● **QUOTED TEXT**

= = =

A few inheritance items to his children as follows.
Bible $6.00 2 pails $ 1.12 1/2 Chair .87 1/2 Tablecloth .37 1/2 Chest $3.33 1/2 Straw tick $2.33
Clock $5.00 Cooking pot $ .48 Towel $.15 Knives and forks $.87 1/2 Bed $2.50 Feather tick $1.87
Teapot $.25. 2 Sheep with lamb $4.50 2 Cows $22.00
Christian attended the Amish church in Somerset County, Pa. Here he met a girl by the name of Sarah Miller who he married on June 19, 1807. He was ordained to the ministry and later moved to Holmes County, Ohio. From this Union were born 14 children: Magdalena, Frany, Daniel, Christian, Katerine, Susan, Elizabeth, Anna, Peter, Sarah, Abraham, Christina, Mary, John.
The history from the Peter C. Nisley Book is more detailed.
Our immigrant ancestor, Christian Nisley, left home in Germany on May 2, 1804 at the age of sixteen. He must have traveled over land some distance, accompanied by his brother, according to his day book, (the diary mentioned in the Abraham book.) which he kept of his travels. He boarded the ship on June 6th but didn’t reach open sea until July 14, 1804, due to the direction of the wind.
As soon as they reached the high sea, they encountered an English warship who took part of their crew but later released them.
They also endured quite a storm in August which lasted from the 17th to the 19th. On August 24th a storm started at 4 o’clock in the morning and lasted until dark. It was so strong that at the highest point it broke the two high masts of the ship.
They finally reached America on September 29,1804, landing in Philadelphia, Pennsylvania. Now young Christian Nisley was in the New World, as America was called at that time.

= = =

● **DATA EXCERPTS**
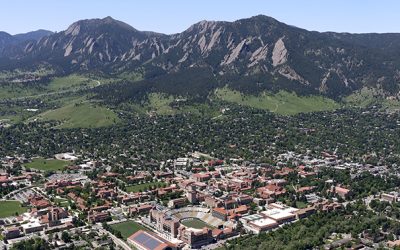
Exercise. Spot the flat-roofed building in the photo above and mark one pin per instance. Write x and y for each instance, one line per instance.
(279, 215)
(261, 225)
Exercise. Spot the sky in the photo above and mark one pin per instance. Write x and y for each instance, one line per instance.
(173, 16)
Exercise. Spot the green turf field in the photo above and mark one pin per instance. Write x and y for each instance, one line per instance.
(47, 165)
(283, 102)
(142, 187)
(196, 223)
(128, 228)
(9, 208)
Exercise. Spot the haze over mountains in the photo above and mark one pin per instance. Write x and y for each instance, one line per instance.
(250, 55)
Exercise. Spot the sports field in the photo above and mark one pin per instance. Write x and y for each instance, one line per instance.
(10, 208)
(47, 165)
(196, 223)
(128, 228)
(143, 186)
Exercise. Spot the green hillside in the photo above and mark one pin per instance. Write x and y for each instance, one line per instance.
(81, 115)
(283, 102)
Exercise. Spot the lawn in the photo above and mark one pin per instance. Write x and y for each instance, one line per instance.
(71, 82)
(283, 102)
(81, 115)
(9, 208)
(300, 204)
(144, 186)
(128, 228)
(196, 223)
(47, 164)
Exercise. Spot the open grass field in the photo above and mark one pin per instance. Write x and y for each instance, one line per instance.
(196, 223)
(47, 165)
(128, 228)
(283, 102)
(142, 187)
(70, 82)
(81, 115)
(9, 208)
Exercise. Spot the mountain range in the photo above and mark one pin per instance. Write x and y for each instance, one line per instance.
(250, 55)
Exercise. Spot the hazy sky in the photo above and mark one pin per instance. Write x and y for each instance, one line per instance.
(172, 16)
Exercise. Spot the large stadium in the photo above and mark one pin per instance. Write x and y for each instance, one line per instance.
(197, 218)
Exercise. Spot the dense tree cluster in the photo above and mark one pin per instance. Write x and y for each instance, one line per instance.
(245, 133)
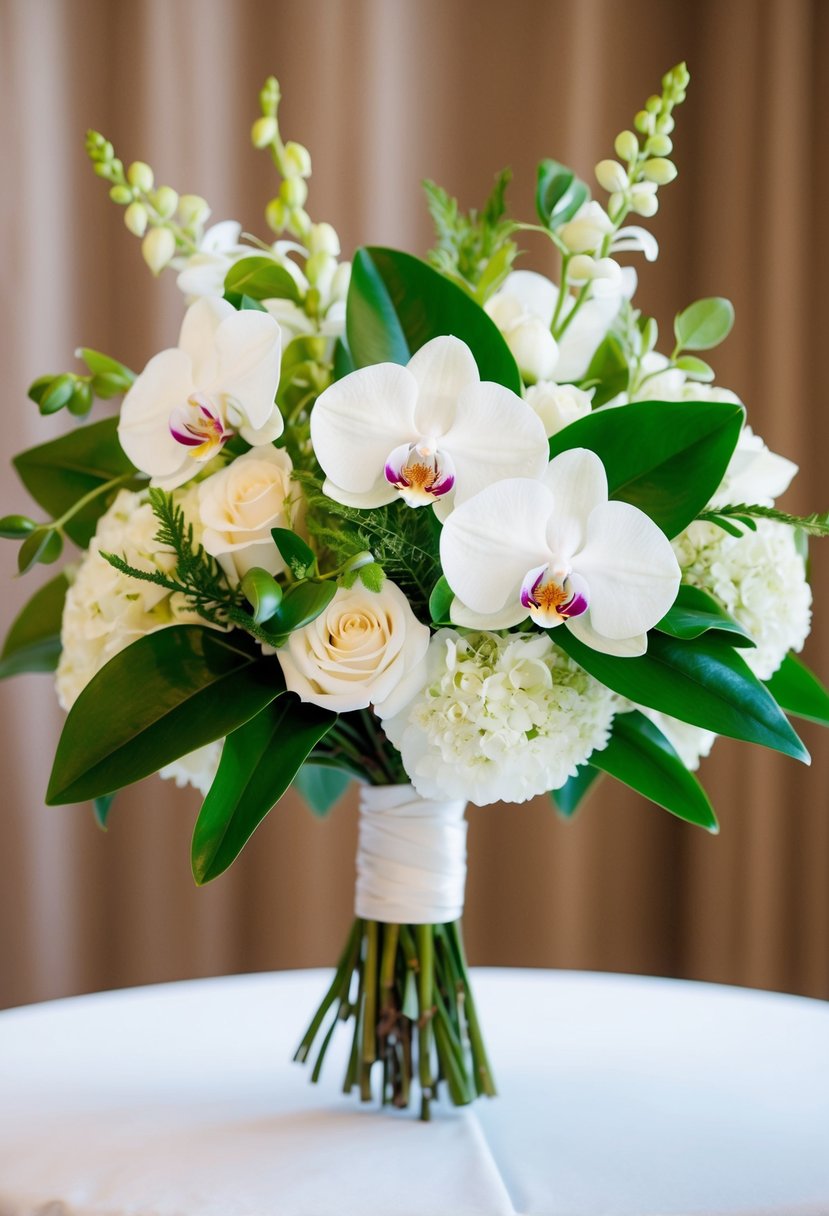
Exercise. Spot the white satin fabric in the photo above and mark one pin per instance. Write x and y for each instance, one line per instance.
(411, 857)
(619, 1096)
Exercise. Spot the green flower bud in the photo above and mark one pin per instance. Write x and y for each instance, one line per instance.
(165, 202)
(16, 527)
(122, 195)
(276, 215)
(141, 176)
(157, 248)
(135, 218)
(659, 169)
(193, 209)
(293, 192)
(626, 146)
(297, 159)
(264, 131)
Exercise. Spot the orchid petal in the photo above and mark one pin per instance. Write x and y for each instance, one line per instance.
(443, 369)
(631, 570)
(248, 349)
(495, 435)
(144, 428)
(490, 542)
(357, 421)
(579, 483)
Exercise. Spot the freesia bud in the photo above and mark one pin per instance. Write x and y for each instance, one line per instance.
(157, 248)
(297, 159)
(626, 145)
(659, 169)
(135, 218)
(165, 201)
(264, 131)
(141, 176)
(612, 176)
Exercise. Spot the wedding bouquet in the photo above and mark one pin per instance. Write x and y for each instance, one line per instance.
(450, 528)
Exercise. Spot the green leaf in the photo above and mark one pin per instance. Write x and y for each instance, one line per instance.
(666, 457)
(570, 795)
(164, 696)
(704, 324)
(695, 612)
(259, 761)
(798, 691)
(703, 681)
(558, 193)
(34, 640)
(608, 371)
(641, 756)
(61, 472)
(261, 279)
(321, 787)
(398, 303)
(295, 553)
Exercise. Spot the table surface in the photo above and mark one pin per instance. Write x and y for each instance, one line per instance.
(619, 1096)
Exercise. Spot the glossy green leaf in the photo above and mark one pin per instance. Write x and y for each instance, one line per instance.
(398, 303)
(164, 696)
(261, 279)
(61, 472)
(703, 681)
(321, 787)
(704, 324)
(641, 756)
(695, 612)
(259, 761)
(798, 691)
(34, 640)
(666, 457)
(571, 794)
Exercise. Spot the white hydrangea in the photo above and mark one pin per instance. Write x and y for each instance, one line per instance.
(498, 718)
(105, 611)
(759, 578)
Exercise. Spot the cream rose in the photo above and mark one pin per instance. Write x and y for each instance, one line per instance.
(359, 652)
(240, 505)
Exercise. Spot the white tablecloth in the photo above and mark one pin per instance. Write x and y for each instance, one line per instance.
(619, 1097)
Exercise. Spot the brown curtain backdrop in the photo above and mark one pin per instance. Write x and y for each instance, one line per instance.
(387, 93)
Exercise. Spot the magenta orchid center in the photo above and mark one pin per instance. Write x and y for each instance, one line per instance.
(199, 427)
(421, 472)
(553, 595)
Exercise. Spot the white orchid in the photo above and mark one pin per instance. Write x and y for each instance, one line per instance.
(557, 551)
(430, 433)
(219, 381)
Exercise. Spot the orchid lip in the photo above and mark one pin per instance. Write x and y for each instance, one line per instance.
(421, 472)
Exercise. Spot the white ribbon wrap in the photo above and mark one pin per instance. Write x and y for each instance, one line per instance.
(411, 857)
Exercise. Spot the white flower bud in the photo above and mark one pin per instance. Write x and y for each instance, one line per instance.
(612, 176)
(626, 145)
(157, 248)
(534, 349)
(264, 131)
(193, 209)
(323, 240)
(165, 201)
(297, 159)
(135, 218)
(659, 169)
(140, 175)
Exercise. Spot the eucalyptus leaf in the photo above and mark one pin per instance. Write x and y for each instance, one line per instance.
(34, 640)
(665, 457)
(259, 760)
(641, 756)
(701, 681)
(167, 694)
(398, 303)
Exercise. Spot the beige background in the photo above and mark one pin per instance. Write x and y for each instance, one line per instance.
(387, 93)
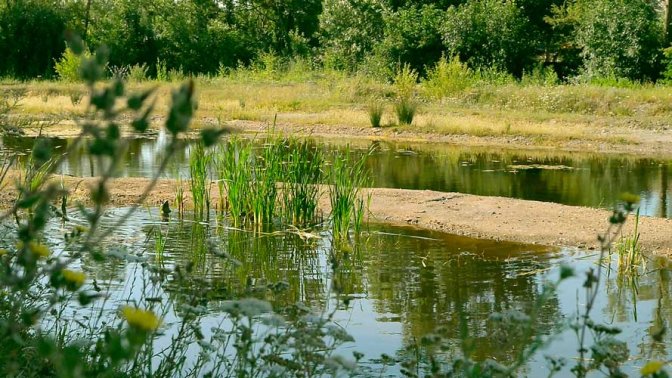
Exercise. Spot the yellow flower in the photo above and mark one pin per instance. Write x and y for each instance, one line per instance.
(140, 319)
(39, 250)
(76, 279)
(652, 367)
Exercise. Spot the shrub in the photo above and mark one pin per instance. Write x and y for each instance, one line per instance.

= = =

Continue the family history of Christian Nisley from the point where it ends. The records have no connection to the text.

● **REPLY TO THE EXERCISE**
Why did he come? A letter subscribed to the Budget in 1962 by the late Bishop Leander Keim of Haven, Kansas, who was married to a third generation descendant of Christian, tells us there was military training in Germany at that time. Young Christian’s parents, though it isn’t believed by some that they were Amish, must have been strongly opposed to military training. Therefore, they sent their son to the United States by himself and surely didn’t expect to see him again. Another reason he came was because the poor and middle class all worked for the rich people in Germany and didn’t own land of their own. So whenever they passed their rich master or mistress, they had to stop and salute.
The young immigrant was believed by some to have been the only Nisley to come to this country, but according to Dr. Philip Swarr, there were Nissleys in America in the early 1700’s.
Christian’s parents didn’t have money to pay for his ship fare, but the ship companies brought many young people over at that time and held them in Philadelphia until someone came in and paid their fare. Two weeks after landing, an Amishman, Christian Zug, paid young Christian’s fare and took him along home.
Now we’ll take a look at the history of the United States at the time when Christian arrived. Thomas Jefferson was President. He made the Louisiana Purchase from France, doubling the size of what the United States had been. The census in 1800 was five million. Ohio was admitted as a state in 1803.
The above post is a draft I’ve had sitting in my blog since October.
My interest in historical research has not subsided, but this school year has been very busy for me and I simply haven’t taken the time to sit down and write more about the things I am digging up. I hope to make more of an effort to add bits and pieces in the coming months!